## What needs to be done
Locate each line in the records below that contains the string "grass", and copy every such line in full.

(Records from a point labeling set)

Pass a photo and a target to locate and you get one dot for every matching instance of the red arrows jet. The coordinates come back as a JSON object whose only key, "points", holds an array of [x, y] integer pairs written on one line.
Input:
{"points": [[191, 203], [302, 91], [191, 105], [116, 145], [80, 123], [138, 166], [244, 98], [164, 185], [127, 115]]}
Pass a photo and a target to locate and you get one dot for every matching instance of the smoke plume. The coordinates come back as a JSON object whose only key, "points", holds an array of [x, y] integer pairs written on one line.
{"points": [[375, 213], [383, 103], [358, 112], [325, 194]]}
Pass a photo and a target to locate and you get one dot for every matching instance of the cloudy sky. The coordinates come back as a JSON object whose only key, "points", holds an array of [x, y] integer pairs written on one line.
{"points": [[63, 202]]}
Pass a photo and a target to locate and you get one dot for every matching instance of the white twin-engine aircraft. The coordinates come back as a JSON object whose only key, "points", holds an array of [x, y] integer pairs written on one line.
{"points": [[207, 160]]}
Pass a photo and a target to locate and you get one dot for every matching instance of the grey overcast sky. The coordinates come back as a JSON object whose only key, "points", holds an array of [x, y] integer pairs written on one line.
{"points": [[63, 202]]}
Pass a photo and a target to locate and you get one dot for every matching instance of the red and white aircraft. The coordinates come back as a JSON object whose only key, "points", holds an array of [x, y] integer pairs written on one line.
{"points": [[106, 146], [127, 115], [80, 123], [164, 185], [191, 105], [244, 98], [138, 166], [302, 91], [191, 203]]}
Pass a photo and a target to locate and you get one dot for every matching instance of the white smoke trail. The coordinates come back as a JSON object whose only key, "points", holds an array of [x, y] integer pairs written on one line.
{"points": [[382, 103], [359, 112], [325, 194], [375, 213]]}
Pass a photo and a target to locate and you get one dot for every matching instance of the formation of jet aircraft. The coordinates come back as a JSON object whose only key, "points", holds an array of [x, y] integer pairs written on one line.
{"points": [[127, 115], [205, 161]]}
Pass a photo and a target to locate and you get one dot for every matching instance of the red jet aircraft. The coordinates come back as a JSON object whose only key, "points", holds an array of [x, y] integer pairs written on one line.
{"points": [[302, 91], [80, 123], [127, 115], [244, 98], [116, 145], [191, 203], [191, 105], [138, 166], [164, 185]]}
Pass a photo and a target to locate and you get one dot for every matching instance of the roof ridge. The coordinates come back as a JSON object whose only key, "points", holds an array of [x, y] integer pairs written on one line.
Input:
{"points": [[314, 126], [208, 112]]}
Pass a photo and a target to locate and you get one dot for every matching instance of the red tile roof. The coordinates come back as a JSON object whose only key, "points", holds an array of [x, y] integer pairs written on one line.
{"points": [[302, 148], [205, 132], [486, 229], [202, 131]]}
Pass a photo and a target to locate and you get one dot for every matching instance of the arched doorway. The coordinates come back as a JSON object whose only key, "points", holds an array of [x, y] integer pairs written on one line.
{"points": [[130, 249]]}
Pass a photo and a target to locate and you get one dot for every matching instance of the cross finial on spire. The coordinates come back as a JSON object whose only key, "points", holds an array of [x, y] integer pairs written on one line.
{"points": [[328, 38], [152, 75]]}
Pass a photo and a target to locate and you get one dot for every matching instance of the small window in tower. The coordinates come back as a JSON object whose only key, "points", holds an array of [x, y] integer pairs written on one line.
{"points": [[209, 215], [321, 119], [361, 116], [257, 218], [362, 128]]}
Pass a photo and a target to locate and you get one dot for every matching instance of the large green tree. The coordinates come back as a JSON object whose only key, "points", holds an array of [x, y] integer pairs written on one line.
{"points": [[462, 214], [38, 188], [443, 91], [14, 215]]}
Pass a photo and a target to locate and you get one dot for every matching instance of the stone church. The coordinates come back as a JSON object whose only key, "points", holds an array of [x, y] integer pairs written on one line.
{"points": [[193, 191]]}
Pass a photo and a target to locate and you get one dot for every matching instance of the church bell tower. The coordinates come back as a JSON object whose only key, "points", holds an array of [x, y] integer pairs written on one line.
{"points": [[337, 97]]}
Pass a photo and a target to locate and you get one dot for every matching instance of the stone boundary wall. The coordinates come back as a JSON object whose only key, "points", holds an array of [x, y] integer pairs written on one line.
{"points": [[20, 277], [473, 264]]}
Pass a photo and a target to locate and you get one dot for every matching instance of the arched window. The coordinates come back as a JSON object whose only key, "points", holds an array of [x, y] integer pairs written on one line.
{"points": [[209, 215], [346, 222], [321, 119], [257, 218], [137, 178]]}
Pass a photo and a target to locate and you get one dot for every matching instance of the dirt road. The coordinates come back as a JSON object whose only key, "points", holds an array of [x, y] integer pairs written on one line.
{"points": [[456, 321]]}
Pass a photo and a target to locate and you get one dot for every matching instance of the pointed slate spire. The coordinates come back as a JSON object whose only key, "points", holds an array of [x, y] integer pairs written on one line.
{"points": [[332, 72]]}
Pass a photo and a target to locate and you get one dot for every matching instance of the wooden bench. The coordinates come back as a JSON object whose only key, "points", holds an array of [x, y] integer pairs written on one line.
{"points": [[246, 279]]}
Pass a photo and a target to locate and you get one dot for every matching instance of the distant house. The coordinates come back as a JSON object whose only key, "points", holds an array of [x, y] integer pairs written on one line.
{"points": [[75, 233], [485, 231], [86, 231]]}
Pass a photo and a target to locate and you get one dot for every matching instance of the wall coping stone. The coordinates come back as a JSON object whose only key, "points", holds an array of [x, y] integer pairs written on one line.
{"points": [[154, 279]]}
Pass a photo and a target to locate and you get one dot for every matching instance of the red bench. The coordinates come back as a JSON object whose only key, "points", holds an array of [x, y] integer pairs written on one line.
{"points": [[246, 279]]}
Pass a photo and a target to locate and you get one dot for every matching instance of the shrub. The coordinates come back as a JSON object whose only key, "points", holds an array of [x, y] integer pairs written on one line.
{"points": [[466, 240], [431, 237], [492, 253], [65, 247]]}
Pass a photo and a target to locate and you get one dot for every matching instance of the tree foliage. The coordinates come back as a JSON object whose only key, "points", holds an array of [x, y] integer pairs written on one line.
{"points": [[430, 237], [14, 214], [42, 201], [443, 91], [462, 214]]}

==

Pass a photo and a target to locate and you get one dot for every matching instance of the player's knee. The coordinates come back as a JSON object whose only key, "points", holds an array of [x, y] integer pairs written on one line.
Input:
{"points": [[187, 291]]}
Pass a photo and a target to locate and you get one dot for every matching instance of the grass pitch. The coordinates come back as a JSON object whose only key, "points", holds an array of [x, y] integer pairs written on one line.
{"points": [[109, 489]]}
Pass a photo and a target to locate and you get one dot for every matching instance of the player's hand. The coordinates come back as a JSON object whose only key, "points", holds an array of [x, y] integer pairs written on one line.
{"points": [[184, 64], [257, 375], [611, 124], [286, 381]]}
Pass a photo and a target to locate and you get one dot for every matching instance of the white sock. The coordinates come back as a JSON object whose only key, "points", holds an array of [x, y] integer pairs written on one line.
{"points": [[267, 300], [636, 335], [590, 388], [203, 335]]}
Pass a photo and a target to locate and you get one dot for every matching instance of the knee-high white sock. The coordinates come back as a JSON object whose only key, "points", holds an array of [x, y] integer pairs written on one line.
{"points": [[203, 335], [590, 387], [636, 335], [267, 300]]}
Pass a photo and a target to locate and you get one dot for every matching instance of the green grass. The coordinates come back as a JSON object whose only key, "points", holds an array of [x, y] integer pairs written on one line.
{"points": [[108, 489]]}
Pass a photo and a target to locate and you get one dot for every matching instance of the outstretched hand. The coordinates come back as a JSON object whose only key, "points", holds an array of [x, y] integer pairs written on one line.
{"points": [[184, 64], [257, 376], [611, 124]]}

--

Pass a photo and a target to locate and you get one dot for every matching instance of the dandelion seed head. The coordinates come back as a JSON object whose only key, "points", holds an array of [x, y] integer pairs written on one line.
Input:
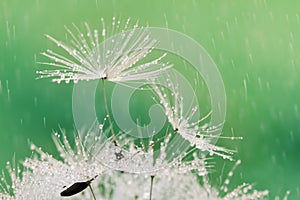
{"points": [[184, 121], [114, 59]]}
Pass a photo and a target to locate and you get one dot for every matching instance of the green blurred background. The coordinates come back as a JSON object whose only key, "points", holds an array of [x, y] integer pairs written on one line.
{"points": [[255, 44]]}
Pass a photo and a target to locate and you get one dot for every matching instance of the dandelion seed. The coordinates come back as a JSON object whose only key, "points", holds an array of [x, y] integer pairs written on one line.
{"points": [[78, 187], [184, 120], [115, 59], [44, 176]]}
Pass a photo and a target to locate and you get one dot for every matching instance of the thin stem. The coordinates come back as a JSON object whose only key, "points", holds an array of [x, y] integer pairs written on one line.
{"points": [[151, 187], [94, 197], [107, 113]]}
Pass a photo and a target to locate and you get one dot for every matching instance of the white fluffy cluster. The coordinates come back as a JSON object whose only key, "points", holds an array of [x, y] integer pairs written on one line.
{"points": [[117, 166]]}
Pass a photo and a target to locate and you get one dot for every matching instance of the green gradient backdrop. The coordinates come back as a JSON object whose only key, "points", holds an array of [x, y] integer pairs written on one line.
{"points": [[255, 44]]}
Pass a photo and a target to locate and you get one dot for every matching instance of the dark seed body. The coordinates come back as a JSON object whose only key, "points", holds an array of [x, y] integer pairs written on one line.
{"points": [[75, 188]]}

## Full response
Pass a photo and a target to locate and you get one dot for every matching instance of the grass pitch. The coordinates come back as a JSON object whose only key, "points", holds an array of [x, y] integer pairs written on one line.
Pass a photo and a target to locate and you get one dot for every matching instance of the green grass. The coordinates come back as a JSON object whose only key, "points", holds an array of [x, y] integer pairs written on one line.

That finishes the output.